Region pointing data

+---+

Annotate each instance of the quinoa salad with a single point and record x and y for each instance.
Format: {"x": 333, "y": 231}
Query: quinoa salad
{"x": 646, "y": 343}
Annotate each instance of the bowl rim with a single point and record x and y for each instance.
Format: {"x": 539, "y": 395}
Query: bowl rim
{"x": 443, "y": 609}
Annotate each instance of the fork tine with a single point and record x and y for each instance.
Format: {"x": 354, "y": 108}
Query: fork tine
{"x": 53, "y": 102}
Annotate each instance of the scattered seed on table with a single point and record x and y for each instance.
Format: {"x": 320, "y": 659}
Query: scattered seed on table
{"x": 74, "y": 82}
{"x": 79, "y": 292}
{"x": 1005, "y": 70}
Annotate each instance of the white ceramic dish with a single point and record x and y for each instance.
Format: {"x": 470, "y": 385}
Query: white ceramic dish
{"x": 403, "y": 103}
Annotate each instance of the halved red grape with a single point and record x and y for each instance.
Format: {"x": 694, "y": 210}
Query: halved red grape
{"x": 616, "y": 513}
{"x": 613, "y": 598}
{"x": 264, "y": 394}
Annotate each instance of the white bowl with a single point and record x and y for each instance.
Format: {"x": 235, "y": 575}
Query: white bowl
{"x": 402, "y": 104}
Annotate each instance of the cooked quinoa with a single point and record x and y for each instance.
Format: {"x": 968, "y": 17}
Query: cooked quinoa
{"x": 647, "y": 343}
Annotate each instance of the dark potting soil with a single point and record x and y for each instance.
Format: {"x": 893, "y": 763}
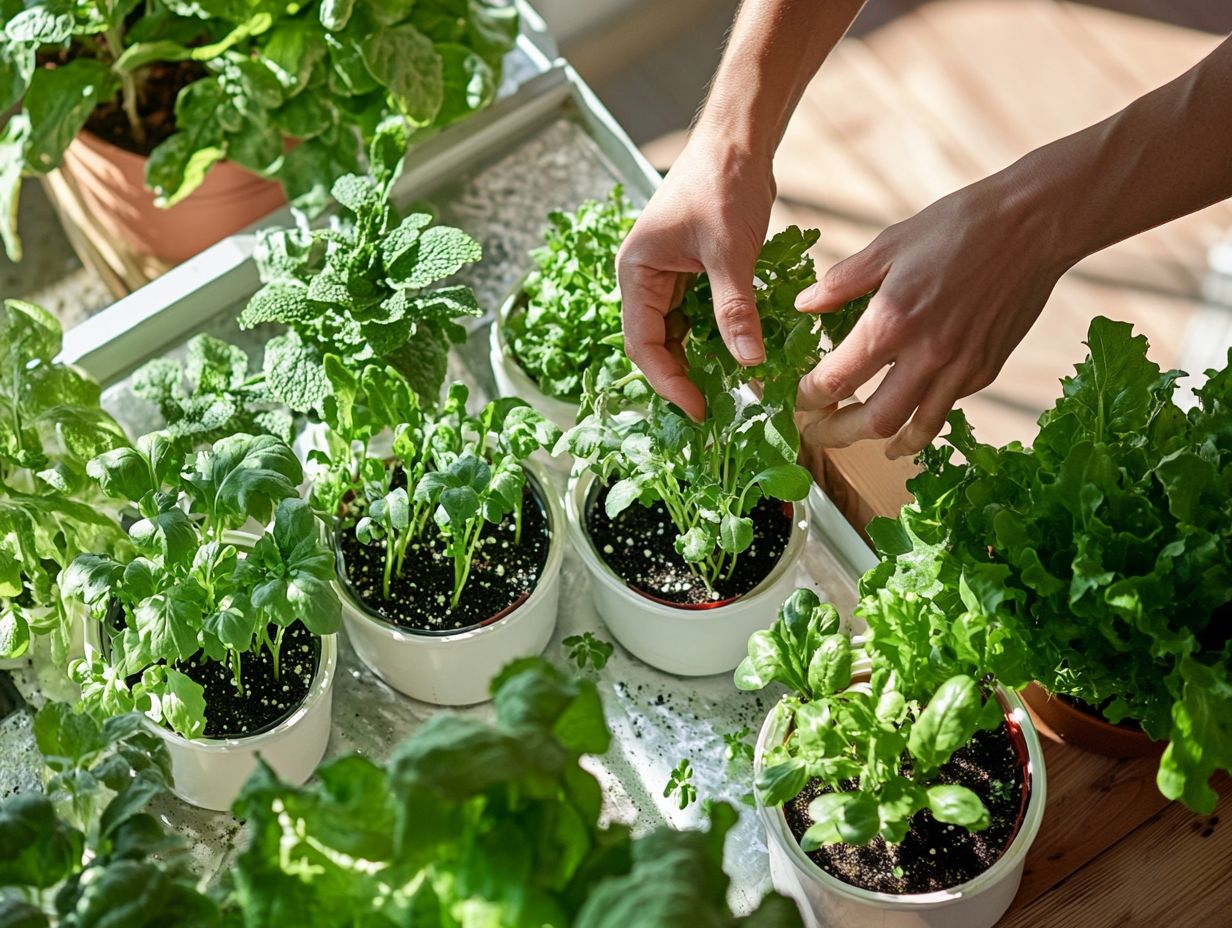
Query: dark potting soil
{"x": 503, "y": 573}
{"x": 640, "y": 546}
{"x": 933, "y": 855}
{"x": 266, "y": 699}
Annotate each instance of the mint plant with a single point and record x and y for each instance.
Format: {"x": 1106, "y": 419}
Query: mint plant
{"x": 212, "y": 394}
{"x": 51, "y": 424}
{"x": 1102, "y": 550}
{"x": 186, "y": 590}
{"x": 877, "y": 746}
{"x": 571, "y": 300}
{"x": 362, "y": 290}
{"x": 451, "y": 473}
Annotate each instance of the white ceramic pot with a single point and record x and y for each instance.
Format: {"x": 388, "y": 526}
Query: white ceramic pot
{"x": 513, "y": 381}
{"x": 828, "y": 902}
{"x": 210, "y": 773}
{"x": 455, "y": 668}
{"x": 690, "y": 642}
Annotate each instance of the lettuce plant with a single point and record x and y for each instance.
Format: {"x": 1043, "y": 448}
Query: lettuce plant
{"x": 362, "y": 288}
{"x": 875, "y": 746}
{"x": 1105, "y": 550}
{"x": 51, "y": 424}
{"x": 450, "y": 475}
{"x": 709, "y": 475}
{"x": 187, "y": 590}
{"x": 572, "y": 300}
{"x": 292, "y": 93}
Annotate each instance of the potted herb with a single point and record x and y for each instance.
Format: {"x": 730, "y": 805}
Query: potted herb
{"x": 562, "y": 318}
{"x": 896, "y": 784}
{"x": 450, "y": 549}
{"x": 365, "y": 288}
{"x": 49, "y": 427}
{"x": 223, "y": 639}
{"x": 693, "y": 530}
{"x": 1114, "y": 555}
{"x": 217, "y": 112}
{"x": 495, "y": 818}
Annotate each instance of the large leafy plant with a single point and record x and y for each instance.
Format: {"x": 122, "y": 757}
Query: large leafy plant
{"x": 86, "y": 853}
{"x": 426, "y": 838}
{"x": 364, "y": 288}
{"x": 711, "y": 473}
{"x": 875, "y": 744}
{"x": 51, "y": 424}
{"x": 288, "y": 91}
{"x": 187, "y": 589}
{"x": 451, "y": 473}
{"x": 1108, "y": 549}
{"x": 572, "y": 300}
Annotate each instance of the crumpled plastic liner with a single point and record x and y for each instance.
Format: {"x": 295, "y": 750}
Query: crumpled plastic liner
{"x": 657, "y": 719}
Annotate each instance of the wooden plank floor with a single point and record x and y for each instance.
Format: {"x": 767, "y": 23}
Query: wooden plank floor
{"x": 924, "y": 97}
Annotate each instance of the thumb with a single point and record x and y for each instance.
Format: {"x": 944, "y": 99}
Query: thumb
{"x": 845, "y": 281}
{"x": 737, "y": 312}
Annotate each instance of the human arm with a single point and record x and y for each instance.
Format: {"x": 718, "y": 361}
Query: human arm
{"x": 712, "y": 211}
{"x": 960, "y": 284}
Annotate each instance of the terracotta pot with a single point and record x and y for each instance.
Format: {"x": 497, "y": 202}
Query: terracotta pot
{"x": 111, "y": 184}
{"x": 1063, "y": 722}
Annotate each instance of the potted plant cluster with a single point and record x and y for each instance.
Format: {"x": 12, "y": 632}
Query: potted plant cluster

+---+

| Task description |
Copy the entries exactly. No pictures.

| Reply |
Annotate each instance of the quinoa salad with a single point and record x and y for each instance.
Format: {"x": 333, "y": 231}
Query: quinoa salad
{"x": 646, "y": 343}
Annotate each instance of the bowl rim with a single point and record x and y for each instance.
Format: {"x": 539, "y": 395}
Query: bowl rim
{"x": 443, "y": 609}
Annotate each instance of the fork tine with a single point and record x and y for each instance.
Format: {"x": 354, "y": 108}
Query: fork tine
{"x": 53, "y": 102}
Annotate each instance of the scattered seed on table with a single point and record x and y for each instance.
Format: {"x": 320, "y": 659}
Query: scattered seed on table
{"x": 74, "y": 82}
{"x": 79, "y": 292}
{"x": 1005, "y": 70}
Annotate each instance of the white ceramic dish with a single point and record x and y for each instance.
Format: {"x": 470, "y": 385}
Query: white ceramic dish
{"x": 403, "y": 103}
Annotate each instance of the halved red grape with a single point and record x and y for each instance.
Format: {"x": 694, "y": 210}
Query: halved red grape
{"x": 616, "y": 513}
{"x": 613, "y": 598}
{"x": 264, "y": 394}
Annotate each instance of the white bowl with a single point and record x and y for each instance.
Format: {"x": 235, "y": 575}
Query: white bowl
{"x": 402, "y": 104}
Annotate each instance of the cooked quinoa with a single point and record x and y for each instance.
Format: {"x": 968, "y": 17}
Query: cooked quinoa
{"x": 647, "y": 343}
Annotate each instance of the dark potting soil with a single point and record x and y for each instance.
Format: {"x": 893, "y": 763}
Query: dark potting soil
{"x": 503, "y": 573}
{"x": 640, "y": 546}
{"x": 933, "y": 855}
{"x": 266, "y": 699}
Annotate each instance of the mint plant with a single point and record x and y for each instance.
Format: {"x": 1106, "y": 419}
Query: mint plant
{"x": 212, "y": 394}
{"x": 51, "y": 424}
{"x": 1102, "y": 550}
{"x": 186, "y": 590}
{"x": 877, "y": 746}
{"x": 571, "y": 300}
{"x": 362, "y": 290}
{"x": 451, "y": 473}
Annotate each instance of the white ceramic pot with a single point and record x and y for each instance.
Format: {"x": 388, "y": 526}
Query: white ceramic pot
{"x": 513, "y": 381}
{"x": 828, "y": 902}
{"x": 210, "y": 773}
{"x": 455, "y": 668}
{"x": 690, "y": 642}
Annotate each instance of the lettuce plant with a single point and record x and y for each instance.
Format: {"x": 1043, "y": 448}
Query: lettuce plant
{"x": 362, "y": 288}
{"x": 875, "y": 746}
{"x": 1105, "y": 550}
{"x": 51, "y": 424}
{"x": 450, "y": 475}
{"x": 709, "y": 475}
{"x": 187, "y": 590}
{"x": 572, "y": 300}
{"x": 292, "y": 93}
Annotate each instance of the potted herb with a single point and record x and y for each instance.
Format: {"x": 730, "y": 805}
Query: potted herb
{"x": 562, "y": 318}
{"x": 896, "y": 784}
{"x": 450, "y": 549}
{"x": 365, "y": 288}
{"x": 49, "y": 427}
{"x": 223, "y": 639}
{"x": 693, "y": 530}
{"x": 1114, "y": 555}
{"x": 217, "y": 112}
{"x": 495, "y": 818}
Annotate each instance of the large leafy plant with a single point and record x and y for each instance.
Format: {"x": 122, "y": 757}
Query: large leafy plant
{"x": 86, "y": 853}
{"x": 426, "y": 838}
{"x": 364, "y": 288}
{"x": 711, "y": 473}
{"x": 875, "y": 744}
{"x": 51, "y": 424}
{"x": 288, "y": 91}
{"x": 187, "y": 589}
{"x": 451, "y": 473}
{"x": 1108, "y": 549}
{"x": 572, "y": 300}
Annotate each instance of the crumpled plastic liner with a single point and record x and y for each instance.
Format: {"x": 295, "y": 750}
Query: crumpled plastic liner
{"x": 657, "y": 719}
Annotate each instance of the wooden plank floor with a single point and record x and y for each instance.
Format: {"x": 767, "y": 23}
Query: wooden plank floor
{"x": 924, "y": 97}
Annotate each instance of the thumb with a single point and record x and y for each instance.
Format: {"x": 944, "y": 99}
Query: thumb
{"x": 845, "y": 281}
{"x": 737, "y": 312}
Annotate each instance of the human arm with a single point and record x and y for each instance.
Format: {"x": 718, "y": 361}
Query: human arm
{"x": 712, "y": 211}
{"x": 960, "y": 284}
Annotate each instance of the terracotta pot with a single point and record x and y for each instance.
Format: {"x": 497, "y": 202}
Query: terracotta pot
{"x": 111, "y": 184}
{"x": 1063, "y": 722}
Annotate each instance of the potted plant cluster with a single point and record x and y for each instance.
Format: {"x": 12, "y": 632}
Query: potted plant cluster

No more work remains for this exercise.